# Task item
Would you please copy each line of the data in which the string "electric" occurs?

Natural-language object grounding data
· · · ·
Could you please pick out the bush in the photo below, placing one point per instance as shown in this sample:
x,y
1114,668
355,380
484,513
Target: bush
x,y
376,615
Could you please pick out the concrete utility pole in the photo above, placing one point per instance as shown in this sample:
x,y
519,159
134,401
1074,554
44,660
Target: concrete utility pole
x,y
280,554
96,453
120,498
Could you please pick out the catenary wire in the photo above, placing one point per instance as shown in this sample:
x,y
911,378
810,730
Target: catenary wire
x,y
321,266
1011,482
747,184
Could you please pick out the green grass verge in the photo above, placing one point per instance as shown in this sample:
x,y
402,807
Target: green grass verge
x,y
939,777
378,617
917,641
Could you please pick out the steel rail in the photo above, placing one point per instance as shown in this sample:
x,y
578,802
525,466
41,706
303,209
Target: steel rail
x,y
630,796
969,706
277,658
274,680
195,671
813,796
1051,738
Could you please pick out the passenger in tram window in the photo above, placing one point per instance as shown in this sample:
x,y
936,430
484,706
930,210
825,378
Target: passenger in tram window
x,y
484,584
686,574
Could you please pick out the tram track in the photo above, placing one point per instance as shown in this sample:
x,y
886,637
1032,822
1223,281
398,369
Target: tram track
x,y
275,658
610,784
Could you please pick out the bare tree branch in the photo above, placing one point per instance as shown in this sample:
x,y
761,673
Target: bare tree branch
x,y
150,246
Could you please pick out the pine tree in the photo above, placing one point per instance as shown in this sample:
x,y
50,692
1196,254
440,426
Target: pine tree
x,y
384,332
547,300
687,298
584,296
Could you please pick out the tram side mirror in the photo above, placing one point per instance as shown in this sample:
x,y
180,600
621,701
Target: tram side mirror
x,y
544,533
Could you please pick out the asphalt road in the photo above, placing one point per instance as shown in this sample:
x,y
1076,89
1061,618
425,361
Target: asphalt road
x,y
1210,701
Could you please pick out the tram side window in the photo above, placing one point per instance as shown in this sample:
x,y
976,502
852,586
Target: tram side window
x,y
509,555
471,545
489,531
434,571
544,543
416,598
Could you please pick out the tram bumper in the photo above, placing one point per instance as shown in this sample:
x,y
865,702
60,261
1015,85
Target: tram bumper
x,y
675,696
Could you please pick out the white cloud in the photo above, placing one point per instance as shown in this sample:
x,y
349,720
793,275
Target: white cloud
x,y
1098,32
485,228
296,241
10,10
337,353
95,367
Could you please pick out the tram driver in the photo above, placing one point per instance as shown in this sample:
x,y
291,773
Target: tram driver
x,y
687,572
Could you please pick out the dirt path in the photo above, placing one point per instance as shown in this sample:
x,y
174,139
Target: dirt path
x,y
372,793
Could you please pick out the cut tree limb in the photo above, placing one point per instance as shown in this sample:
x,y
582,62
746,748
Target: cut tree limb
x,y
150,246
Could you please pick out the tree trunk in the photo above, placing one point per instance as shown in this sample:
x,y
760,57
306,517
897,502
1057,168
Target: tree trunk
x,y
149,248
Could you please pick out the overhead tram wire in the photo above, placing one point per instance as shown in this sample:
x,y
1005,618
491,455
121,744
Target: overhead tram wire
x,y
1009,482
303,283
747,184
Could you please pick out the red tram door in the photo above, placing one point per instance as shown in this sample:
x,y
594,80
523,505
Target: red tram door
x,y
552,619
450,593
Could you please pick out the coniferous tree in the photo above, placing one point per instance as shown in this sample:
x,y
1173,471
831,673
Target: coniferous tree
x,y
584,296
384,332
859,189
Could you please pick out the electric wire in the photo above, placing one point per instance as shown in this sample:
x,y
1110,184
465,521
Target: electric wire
· · · ·
# Result of the task
Could you please pick out the electric wire in the photo above, placing one point per instance as shown in this sample:
Target: electric wire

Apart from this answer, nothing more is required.